▸ **Task item**: Read the lines below. Copy out any that hold the string "flat".

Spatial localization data
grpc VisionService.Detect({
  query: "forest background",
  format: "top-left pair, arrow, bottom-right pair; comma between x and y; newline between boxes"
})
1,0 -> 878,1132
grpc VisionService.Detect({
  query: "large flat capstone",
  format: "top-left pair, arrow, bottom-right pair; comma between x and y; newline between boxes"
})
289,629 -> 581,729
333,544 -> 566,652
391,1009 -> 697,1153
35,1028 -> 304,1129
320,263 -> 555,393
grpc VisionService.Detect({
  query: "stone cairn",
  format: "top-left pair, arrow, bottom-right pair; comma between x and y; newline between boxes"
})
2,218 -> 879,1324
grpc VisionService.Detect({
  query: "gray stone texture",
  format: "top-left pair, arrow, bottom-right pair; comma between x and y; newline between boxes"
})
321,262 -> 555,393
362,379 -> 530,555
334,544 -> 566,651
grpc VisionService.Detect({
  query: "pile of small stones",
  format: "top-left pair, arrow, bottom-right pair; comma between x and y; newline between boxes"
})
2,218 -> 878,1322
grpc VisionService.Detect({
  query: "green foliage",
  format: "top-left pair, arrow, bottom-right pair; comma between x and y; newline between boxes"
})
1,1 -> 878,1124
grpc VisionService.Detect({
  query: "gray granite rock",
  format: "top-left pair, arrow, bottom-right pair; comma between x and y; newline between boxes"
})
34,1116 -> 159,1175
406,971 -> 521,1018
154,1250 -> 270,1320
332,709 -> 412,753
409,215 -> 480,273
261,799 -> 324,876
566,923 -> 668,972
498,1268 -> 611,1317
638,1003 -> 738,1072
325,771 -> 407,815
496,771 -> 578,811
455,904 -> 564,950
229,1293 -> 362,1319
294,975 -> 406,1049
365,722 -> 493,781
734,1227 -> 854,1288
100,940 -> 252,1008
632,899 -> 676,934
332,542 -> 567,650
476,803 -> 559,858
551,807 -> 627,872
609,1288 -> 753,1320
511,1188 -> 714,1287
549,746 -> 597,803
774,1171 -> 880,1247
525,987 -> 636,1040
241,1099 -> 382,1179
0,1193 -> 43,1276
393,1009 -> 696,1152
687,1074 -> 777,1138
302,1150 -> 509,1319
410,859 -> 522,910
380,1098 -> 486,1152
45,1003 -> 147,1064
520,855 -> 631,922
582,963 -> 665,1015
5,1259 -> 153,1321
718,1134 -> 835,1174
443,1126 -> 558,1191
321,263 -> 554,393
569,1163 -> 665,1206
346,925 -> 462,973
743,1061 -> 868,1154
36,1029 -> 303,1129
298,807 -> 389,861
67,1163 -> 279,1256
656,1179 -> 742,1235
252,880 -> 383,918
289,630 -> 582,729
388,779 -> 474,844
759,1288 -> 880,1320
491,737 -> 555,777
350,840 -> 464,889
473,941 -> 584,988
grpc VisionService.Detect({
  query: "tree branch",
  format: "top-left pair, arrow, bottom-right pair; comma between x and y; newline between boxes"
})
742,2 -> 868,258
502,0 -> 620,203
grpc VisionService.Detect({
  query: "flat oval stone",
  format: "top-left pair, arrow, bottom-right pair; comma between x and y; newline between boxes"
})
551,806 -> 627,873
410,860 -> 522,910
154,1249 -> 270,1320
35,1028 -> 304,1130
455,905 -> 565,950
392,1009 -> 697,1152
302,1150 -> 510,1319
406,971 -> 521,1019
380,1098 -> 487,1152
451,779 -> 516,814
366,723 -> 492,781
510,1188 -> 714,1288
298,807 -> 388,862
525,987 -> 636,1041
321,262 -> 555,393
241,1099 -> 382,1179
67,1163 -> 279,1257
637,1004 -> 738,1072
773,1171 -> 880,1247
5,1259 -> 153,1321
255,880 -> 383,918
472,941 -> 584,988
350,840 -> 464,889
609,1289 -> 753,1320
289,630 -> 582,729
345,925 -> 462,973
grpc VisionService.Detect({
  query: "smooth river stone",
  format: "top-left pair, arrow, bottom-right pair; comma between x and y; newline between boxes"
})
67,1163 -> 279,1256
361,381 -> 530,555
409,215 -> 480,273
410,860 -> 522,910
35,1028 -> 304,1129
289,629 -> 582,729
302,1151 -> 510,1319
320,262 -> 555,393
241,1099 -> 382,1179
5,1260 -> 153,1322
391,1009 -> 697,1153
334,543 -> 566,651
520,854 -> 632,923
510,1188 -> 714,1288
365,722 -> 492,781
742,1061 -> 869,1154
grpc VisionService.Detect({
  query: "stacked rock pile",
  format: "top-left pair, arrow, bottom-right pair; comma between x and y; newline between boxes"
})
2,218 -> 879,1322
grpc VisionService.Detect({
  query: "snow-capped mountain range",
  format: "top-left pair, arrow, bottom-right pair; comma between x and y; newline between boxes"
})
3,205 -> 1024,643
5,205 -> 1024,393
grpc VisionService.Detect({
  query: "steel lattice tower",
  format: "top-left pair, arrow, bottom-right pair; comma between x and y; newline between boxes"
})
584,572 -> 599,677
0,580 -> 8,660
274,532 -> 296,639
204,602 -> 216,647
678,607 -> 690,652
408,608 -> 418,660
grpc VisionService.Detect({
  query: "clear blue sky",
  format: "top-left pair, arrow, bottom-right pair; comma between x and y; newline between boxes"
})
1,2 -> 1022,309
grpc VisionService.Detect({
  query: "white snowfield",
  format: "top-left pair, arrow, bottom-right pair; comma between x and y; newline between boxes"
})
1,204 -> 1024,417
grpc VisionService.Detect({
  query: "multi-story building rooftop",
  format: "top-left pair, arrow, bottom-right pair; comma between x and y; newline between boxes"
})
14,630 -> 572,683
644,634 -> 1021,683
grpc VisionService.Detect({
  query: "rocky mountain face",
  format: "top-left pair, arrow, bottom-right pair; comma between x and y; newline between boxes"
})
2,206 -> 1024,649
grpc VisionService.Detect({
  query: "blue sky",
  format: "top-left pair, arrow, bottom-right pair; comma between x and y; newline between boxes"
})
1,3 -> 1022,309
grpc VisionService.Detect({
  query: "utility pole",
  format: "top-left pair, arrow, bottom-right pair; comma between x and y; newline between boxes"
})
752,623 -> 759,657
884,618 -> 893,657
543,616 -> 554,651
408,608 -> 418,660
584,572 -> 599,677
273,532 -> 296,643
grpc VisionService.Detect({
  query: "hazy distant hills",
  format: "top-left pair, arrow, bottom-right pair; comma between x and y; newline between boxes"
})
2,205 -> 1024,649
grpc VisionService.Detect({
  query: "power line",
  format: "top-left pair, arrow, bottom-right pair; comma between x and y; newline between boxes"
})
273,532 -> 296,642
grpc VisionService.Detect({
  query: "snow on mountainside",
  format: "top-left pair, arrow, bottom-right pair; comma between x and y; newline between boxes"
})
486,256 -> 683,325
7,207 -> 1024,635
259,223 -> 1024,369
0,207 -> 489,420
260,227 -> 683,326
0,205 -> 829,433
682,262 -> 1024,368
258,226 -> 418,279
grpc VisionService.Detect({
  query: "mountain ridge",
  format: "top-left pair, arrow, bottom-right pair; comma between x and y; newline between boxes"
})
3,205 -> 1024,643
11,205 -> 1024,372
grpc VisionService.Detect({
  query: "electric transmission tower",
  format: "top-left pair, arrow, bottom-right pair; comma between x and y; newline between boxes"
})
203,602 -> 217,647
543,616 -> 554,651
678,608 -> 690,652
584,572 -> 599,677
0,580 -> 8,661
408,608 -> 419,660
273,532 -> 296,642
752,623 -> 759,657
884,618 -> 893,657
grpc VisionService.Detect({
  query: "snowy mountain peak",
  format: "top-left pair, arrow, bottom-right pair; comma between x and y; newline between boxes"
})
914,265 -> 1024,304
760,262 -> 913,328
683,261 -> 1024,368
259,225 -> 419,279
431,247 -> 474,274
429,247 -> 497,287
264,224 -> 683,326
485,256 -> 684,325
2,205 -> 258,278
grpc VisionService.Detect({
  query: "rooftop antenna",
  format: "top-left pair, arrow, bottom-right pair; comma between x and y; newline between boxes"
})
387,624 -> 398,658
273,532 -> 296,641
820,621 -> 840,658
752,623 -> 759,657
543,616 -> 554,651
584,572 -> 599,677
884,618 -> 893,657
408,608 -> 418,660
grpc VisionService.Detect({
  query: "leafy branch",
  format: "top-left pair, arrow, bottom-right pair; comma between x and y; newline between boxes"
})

▸ **Response below**:
  query: "large flat capstone",
  query: "flat oval stone",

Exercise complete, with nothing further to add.